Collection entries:
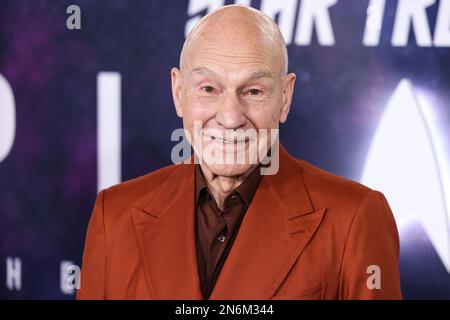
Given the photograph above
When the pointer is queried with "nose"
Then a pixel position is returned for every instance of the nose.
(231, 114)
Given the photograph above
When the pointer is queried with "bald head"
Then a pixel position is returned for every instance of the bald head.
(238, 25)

==

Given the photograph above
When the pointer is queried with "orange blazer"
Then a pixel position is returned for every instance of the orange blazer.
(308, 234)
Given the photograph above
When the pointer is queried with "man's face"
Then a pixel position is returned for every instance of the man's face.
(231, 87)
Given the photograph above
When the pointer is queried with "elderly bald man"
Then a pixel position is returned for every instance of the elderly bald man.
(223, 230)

Exercise goal: Nothing but a number should be given: the count of lines above in which the word "with" occurs.

Your response: 5